## Work required
Reproduce the whole listing, character for character.

## Exercise inputs
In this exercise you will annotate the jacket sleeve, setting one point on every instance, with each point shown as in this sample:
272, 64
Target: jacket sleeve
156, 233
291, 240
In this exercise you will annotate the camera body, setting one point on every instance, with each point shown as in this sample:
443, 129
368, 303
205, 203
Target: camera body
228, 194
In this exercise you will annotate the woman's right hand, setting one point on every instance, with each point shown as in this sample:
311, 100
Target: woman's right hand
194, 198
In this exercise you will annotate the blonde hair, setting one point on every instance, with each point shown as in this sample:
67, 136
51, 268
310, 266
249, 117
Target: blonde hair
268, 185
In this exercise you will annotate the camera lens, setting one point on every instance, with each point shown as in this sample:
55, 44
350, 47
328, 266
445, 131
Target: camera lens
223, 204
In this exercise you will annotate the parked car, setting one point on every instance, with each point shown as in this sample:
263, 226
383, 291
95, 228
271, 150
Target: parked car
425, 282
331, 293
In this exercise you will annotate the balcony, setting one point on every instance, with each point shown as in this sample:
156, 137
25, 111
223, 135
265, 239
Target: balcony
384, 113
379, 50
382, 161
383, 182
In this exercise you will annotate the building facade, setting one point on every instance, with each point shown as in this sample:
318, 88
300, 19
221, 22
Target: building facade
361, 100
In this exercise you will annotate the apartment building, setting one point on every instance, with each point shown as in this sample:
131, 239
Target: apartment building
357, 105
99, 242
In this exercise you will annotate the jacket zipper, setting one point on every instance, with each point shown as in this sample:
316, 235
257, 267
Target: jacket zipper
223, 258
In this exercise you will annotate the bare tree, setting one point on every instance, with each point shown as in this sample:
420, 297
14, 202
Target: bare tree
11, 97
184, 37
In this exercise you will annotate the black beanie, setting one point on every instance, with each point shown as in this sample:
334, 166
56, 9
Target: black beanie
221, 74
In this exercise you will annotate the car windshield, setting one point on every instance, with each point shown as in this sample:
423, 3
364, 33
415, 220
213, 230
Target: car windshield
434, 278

## Full output
In this exercise you will annotate the jacket sleeve, setting one point on every instance, with each point shown as in this sample:
272, 64
Target: jacket sleeve
156, 233
291, 240
In this exercise you will annotate the camera body, setting one point on every instance, with each point shown as in this sample:
443, 129
368, 303
205, 203
Target: camera body
228, 194
In this exercise you will annotate the woman's right hand, setting one point on every instance, with each point shown as in this sample:
311, 100
Target: woman's right hand
194, 198
In this exercise you will annotate the blonde hair, setting one point on every instance, with each point shown as in this sample:
67, 136
51, 268
310, 266
249, 117
Target: blonde hair
268, 185
In this exercise you will annotate the camera lens, setting one point on every instance, with each point shown as in this sample:
55, 44
350, 47
328, 266
445, 131
Target: camera lens
223, 204
In this exercise you will annotate the parked car, setting one point on every instance, with each point shown as in this sample:
263, 226
383, 291
95, 228
271, 150
Target: parked car
425, 282
331, 293
In this exercise you will annotate the balcony, setting one point on every instance, with each point shown as in this sample:
156, 137
25, 111
223, 135
265, 239
Target: balcony
384, 113
379, 50
382, 161
383, 182
In this exercise you will annotate the building facade, setting one point on every instance, with each point shown as in this sample:
318, 88
300, 19
221, 22
Target: building facade
361, 100
In this exercise you will annotate the apartment building, setting one point on every instance, with each point shown as in this sample:
131, 239
Target: apartment building
357, 105
99, 242
In this exercise you will annotate the jacket zipper, setting one point on every instance, with each point shown as in this sample:
316, 235
257, 267
Target: jacket zipper
223, 258
In this exercise you will annotate the bare tree, setting one point on every instance, with each point shown as in this sample:
420, 297
14, 202
Target: bare tree
11, 97
184, 37
In this exercise you will annotate the black beanie, setting one point on every instance, with each point shown as in this sample:
334, 166
56, 9
Target: black beanie
221, 74
In this exercise you will annotate the car windshield, setting one point on every instance, with each point shown as in this sample:
423, 3
364, 33
415, 220
213, 230
Target: car windshield
434, 278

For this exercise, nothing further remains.